_Prompt_: Pick out each line in the listing below that contains the word "plastic", and copy those lines. Treat uppercase and lowercase letters as different.

_Records to use_:
======

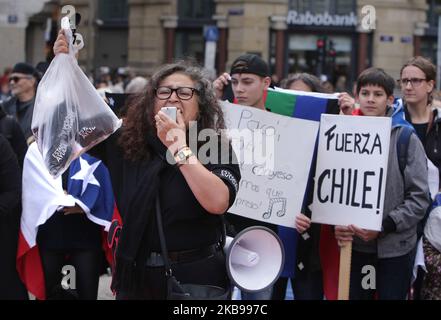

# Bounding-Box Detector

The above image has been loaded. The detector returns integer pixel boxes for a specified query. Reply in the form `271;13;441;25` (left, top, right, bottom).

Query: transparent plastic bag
32;18;121;177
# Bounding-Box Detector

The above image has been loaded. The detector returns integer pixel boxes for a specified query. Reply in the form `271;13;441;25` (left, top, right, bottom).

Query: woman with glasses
399;57;441;181
54;33;240;299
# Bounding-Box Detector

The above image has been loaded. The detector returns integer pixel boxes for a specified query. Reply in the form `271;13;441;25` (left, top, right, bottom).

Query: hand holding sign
349;224;379;241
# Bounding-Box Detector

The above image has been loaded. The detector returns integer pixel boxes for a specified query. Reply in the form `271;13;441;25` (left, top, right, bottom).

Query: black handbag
156;197;231;300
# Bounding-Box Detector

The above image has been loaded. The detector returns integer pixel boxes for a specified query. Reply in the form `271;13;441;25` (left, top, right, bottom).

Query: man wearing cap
213;54;277;300
0;62;38;144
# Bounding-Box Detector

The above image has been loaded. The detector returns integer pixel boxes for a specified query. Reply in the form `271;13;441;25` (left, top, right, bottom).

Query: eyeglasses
9;76;32;83
398;78;426;87
155;87;199;100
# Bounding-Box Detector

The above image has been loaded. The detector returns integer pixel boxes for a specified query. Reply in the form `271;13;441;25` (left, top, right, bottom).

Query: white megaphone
224;226;285;292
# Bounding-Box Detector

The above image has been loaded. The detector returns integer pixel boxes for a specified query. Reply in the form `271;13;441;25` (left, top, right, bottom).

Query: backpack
397;126;432;239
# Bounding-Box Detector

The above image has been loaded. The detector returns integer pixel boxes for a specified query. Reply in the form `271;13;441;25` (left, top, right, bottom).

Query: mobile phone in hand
161;107;177;122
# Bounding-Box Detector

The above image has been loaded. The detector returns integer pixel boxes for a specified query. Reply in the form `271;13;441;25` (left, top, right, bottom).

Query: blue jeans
240;286;273;300
349;248;416;300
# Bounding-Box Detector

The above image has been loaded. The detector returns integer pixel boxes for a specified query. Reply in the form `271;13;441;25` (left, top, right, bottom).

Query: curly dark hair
119;61;225;161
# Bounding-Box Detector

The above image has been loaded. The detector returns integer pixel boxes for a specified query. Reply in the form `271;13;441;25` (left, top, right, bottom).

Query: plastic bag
32;18;122;177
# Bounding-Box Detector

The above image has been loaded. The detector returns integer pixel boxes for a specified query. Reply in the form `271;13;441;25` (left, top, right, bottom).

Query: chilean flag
17;143;114;300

======

_Correct output_:
Query: transparent plastic bag
Query: plastic bag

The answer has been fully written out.